STORED ROWS:
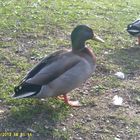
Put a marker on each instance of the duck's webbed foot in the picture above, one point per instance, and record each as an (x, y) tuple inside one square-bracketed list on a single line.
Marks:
[(65, 98)]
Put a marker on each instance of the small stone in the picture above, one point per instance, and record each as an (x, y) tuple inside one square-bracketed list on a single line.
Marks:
[(120, 75)]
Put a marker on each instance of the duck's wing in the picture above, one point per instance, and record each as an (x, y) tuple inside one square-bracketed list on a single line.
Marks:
[(46, 71)]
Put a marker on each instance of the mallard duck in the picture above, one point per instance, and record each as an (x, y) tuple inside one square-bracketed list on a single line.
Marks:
[(134, 30), (61, 71)]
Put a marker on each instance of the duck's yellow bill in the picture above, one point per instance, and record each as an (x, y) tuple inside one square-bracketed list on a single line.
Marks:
[(97, 38)]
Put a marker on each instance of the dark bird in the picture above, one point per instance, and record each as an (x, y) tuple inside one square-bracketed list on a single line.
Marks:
[(61, 71), (134, 30)]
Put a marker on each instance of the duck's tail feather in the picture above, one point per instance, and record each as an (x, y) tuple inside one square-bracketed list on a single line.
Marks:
[(26, 90)]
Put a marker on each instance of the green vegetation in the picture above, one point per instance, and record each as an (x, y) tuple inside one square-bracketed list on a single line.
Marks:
[(29, 30)]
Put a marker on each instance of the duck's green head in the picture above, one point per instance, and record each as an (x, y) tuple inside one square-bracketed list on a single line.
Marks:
[(80, 35)]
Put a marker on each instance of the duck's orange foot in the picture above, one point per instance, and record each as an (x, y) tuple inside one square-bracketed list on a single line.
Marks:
[(65, 98)]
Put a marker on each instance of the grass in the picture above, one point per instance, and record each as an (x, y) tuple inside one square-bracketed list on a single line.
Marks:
[(29, 30)]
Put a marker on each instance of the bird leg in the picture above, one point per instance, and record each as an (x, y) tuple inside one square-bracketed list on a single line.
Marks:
[(69, 102)]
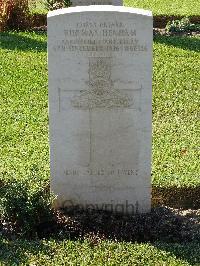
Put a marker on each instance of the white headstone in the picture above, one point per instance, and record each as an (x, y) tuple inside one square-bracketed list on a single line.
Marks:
[(96, 2), (100, 86)]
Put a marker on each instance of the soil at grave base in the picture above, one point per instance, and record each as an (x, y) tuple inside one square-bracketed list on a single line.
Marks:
[(162, 223)]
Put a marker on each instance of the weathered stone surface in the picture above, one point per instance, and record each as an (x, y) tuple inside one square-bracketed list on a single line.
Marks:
[(96, 2), (100, 79)]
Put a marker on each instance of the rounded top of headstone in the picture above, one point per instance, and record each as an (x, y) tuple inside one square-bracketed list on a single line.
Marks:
[(97, 8)]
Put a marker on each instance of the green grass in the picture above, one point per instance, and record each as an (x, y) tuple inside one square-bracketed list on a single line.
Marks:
[(24, 109), (167, 7), (25, 150), (105, 253)]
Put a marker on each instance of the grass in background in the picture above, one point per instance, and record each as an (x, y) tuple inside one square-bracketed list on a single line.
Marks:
[(167, 7), (104, 253), (24, 152)]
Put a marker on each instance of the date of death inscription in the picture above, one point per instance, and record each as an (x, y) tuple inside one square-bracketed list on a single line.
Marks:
[(102, 172)]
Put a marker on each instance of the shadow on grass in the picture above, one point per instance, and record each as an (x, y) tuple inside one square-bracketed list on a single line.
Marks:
[(183, 42), (15, 41), (163, 228), (27, 217), (17, 252)]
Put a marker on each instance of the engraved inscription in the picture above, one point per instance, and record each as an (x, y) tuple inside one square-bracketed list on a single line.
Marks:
[(101, 93), (102, 172), (111, 36)]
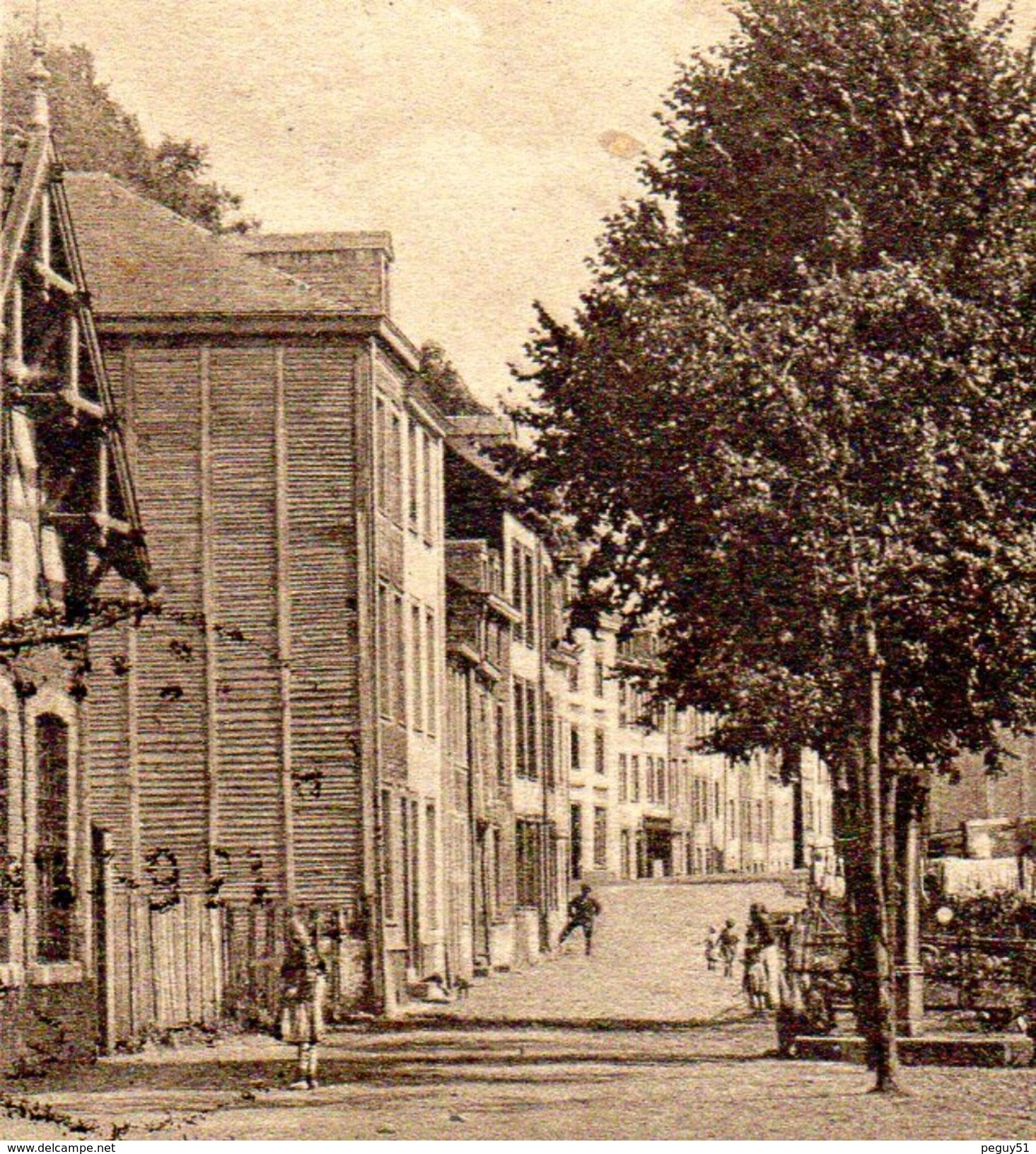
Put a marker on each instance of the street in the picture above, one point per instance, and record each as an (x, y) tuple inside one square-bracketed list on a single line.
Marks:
[(443, 1080)]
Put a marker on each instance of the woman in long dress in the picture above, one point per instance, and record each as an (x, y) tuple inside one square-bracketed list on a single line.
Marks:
[(303, 986)]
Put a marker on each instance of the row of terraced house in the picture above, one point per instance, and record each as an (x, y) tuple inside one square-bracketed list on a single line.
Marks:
[(356, 692)]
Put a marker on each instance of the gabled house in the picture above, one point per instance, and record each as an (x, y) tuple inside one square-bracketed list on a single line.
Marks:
[(69, 520), (274, 738)]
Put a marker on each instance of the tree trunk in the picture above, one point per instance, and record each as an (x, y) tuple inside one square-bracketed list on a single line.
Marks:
[(873, 902)]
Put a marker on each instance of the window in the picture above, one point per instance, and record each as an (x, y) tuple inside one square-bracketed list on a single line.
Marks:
[(417, 474), (549, 733), (530, 602), (398, 661), (431, 696), (526, 856), (388, 859), (431, 478), (525, 730), (418, 668), (518, 590), (389, 460), (54, 894), (381, 424), (531, 732), (431, 868), (501, 745), (395, 507), (520, 741), (576, 840), (600, 837), (385, 659)]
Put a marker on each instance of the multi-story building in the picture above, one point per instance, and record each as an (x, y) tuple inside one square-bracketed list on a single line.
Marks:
[(509, 869), (645, 801), (276, 737), (67, 518)]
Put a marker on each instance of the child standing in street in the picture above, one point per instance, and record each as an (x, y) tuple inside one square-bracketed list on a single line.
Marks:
[(712, 948), (728, 948), (303, 984)]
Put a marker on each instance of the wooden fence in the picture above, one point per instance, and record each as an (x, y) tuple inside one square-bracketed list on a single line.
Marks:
[(197, 965)]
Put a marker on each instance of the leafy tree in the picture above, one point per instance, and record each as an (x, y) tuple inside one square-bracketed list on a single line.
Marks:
[(444, 385), (95, 133), (794, 416)]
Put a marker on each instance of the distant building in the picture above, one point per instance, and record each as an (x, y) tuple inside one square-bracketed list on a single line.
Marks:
[(509, 859)]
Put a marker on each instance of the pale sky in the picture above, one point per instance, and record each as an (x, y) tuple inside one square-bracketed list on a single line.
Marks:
[(471, 129)]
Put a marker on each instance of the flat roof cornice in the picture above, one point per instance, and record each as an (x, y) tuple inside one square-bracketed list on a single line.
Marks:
[(262, 325)]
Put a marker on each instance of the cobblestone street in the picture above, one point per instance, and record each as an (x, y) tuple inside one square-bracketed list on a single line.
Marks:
[(648, 962), (438, 1080)]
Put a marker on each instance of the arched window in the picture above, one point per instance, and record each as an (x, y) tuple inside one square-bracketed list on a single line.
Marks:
[(54, 892)]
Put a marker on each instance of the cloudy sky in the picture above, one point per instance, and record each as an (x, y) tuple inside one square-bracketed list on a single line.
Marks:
[(489, 136)]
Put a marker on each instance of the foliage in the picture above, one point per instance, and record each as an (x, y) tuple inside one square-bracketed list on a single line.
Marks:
[(794, 416), (444, 385), (831, 134), (759, 472), (95, 133)]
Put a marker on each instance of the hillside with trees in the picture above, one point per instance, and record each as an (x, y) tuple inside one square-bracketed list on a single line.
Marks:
[(95, 133)]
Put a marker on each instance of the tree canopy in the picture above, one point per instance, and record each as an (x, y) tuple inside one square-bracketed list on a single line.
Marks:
[(831, 135), (95, 133), (794, 416)]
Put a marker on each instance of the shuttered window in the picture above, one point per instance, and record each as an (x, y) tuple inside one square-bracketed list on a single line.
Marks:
[(54, 894)]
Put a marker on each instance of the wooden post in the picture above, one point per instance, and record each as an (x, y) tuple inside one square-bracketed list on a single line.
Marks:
[(909, 971)]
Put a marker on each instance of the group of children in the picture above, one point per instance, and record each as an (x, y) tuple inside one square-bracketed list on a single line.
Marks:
[(721, 949)]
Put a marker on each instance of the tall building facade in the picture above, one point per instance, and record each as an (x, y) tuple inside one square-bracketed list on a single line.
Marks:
[(69, 517)]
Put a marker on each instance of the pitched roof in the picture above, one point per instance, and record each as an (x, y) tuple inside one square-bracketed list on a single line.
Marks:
[(141, 259), (314, 241)]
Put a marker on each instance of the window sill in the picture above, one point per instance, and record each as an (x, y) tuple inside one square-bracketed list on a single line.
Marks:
[(54, 973)]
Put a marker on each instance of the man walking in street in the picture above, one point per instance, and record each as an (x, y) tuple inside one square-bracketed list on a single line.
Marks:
[(583, 912), (728, 948)]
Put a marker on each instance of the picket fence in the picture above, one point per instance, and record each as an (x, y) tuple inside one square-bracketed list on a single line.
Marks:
[(197, 965)]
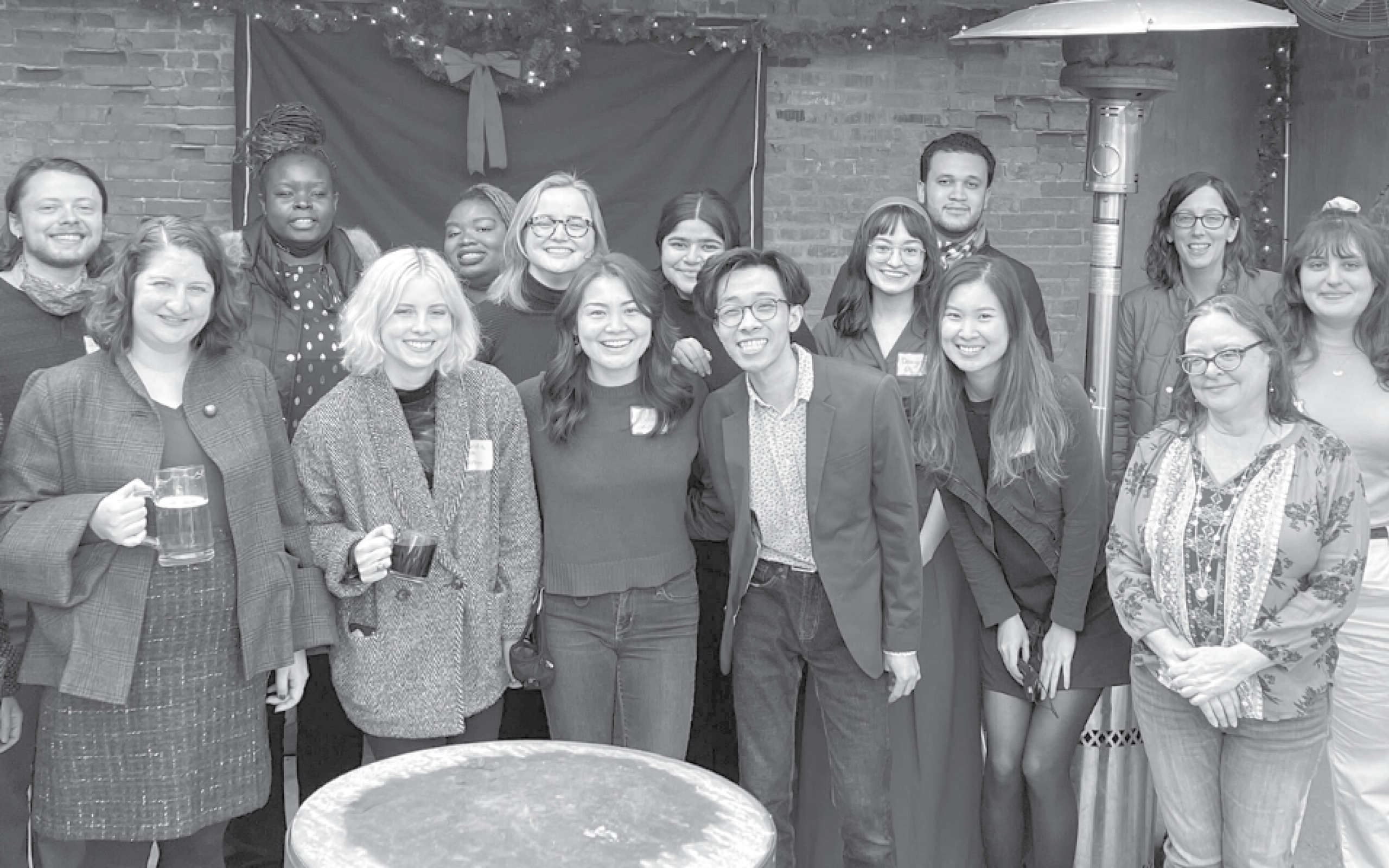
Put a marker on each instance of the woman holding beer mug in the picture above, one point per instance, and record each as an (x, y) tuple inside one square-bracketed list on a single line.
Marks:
[(153, 658), (420, 442)]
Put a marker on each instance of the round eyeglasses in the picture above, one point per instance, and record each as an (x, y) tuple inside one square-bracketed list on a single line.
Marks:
[(574, 227), (1226, 360), (1212, 220), (912, 254), (731, 317)]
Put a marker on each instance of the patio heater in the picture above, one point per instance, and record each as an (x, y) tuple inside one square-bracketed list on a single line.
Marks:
[(1122, 55)]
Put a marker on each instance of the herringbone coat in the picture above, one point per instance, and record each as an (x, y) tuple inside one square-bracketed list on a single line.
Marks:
[(427, 656)]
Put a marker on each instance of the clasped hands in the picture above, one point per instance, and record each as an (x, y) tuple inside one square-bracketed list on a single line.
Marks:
[(1207, 677)]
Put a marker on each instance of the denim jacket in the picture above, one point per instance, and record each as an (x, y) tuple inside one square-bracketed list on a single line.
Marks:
[(1066, 524)]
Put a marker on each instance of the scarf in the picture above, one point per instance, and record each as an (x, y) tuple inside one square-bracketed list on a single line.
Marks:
[(264, 263), (55, 298), (953, 252)]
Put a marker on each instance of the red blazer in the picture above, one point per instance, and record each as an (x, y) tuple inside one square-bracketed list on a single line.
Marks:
[(862, 500)]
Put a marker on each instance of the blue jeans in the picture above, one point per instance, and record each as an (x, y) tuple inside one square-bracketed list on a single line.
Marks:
[(784, 628), (1231, 797), (624, 666)]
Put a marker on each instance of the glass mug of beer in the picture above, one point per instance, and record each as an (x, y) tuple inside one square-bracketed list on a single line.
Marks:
[(181, 527)]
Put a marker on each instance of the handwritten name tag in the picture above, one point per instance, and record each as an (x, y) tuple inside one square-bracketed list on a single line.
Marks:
[(643, 421), (912, 365), (480, 456)]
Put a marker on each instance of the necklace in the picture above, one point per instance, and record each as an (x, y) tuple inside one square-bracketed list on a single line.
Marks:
[(1205, 592), (1343, 359)]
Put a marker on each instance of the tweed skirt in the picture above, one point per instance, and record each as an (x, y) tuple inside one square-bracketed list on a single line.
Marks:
[(187, 750)]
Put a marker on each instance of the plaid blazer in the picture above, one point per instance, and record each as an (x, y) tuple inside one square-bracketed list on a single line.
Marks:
[(87, 428)]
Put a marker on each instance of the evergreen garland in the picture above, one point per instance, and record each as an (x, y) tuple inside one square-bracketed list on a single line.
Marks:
[(546, 34)]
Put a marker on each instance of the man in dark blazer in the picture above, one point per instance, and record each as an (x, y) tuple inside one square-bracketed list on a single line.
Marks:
[(812, 478), (50, 252), (955, 187)]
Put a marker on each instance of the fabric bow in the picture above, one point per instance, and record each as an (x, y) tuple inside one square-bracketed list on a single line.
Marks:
[(485, 131)]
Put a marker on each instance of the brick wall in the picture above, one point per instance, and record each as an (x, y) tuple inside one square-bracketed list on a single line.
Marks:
[(148, 100), (845, 131), (143, 99)]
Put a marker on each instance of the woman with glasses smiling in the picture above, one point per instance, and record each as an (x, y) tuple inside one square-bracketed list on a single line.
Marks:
[(1201, 247), (614, 432), (1237, 553), (556, 228), (882, 323)]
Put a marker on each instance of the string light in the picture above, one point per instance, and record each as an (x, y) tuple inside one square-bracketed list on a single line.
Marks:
[(546, 33)]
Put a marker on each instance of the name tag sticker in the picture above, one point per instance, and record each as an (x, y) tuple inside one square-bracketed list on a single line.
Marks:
[(643, 421), (480, 456), (912, 365)]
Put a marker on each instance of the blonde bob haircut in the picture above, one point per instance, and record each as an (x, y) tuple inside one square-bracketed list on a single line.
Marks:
[(506, 289), (377, 296)]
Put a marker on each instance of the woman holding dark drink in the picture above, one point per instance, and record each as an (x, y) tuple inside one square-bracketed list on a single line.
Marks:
[(152, 727), (420, 439)]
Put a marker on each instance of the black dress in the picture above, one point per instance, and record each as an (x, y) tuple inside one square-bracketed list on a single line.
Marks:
[(1102, 649)]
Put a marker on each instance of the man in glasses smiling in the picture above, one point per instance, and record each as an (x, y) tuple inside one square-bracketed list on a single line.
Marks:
[(810, 477)]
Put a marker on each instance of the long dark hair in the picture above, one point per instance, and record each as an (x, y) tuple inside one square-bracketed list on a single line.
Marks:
[(856, 309), (110, 318), (11, 246), (1162, 261), (1027, 402), (1335, 232), (285, 131), (566, 386), (708, 206), (1283, 395)]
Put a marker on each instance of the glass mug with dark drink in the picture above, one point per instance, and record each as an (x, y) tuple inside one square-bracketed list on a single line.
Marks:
[(412, 554), (181, 527)]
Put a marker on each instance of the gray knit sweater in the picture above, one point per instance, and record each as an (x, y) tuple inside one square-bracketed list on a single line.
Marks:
[(435, 653)]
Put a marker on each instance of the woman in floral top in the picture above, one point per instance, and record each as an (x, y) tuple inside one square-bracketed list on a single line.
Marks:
[(1237, 552)]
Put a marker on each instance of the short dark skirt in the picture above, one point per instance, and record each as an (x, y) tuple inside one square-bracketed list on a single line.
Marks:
[(1100, 660)]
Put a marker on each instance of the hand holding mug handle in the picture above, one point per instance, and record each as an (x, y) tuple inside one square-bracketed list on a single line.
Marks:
[(373, 553), (122, 516)]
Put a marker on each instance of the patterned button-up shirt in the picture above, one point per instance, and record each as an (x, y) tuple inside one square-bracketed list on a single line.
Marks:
[(777, 465)]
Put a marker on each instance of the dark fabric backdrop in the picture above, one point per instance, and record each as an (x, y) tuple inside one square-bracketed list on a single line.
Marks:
[(641, 123)]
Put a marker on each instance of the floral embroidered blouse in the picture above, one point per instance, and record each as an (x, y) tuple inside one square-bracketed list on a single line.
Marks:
[(1273, 557)]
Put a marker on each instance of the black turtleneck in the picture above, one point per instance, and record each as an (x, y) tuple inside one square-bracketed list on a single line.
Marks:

TASK: Transcribe the items above word for word, from the line with "Put a marker on each instance of the man walking" to the line with "[(1066, 524)]", both lines included. Omit the picture.

ANSWER IN FULL:
Put a marker on each instance of the man walking in street in the picture above, one point per instance, and record each as an (x, y) tuple inside one square-bracketed list on a single line.
Marks:
[(583, 912), (728, 948)]
Put a marker on each instance of the picket fence in the picture above, one point per instance, and record each as an (x, y) tuple inside one square-bracketed list on a single line.
Marks:
[(197, 965)]
Put a marker on each instance of the woman holding beer mug in the picture above, one point per instance, and record each as an (x, y) tuple inside one square-bracketed list on a single line.
Marks:
[(153, 658), (420, 442)]
Put a marker on each instance of the round eyeglasses in the picture above, one point per instance, and record each as an (x, y) tuple inside one square-bracketed list on a single line.
Marks:
[(574, 227), (1226, 360), (1212, 220), (912, 254), (731, 317)]
Put a marker on each instance of the patio heater in the picture above, one point per instance, and record each as an (x, y) tuple inside one square-bracketed list on a single line.
Marks:
[(1122, 55)]
Put a marker on each instance of the herringbone coat in the picture above, one point per instance, and record each as an (x, y) tuple inside one square-bracketed list on a single line.
Marks:
[(427, 656)]
Put a marker on each instance of the clasped hands in the picture above, one point per instance, and record each as an (x, y) tuple inside one square-bracketed list on a single line.
Marks:
[(1207, 677)]
Put a marker on each instance of the denim jacket in the picture above, one point per instance, and record each as an (x, y) tuple inside one square-bracketed list on a single line.
Marks:
[(1066, 524)]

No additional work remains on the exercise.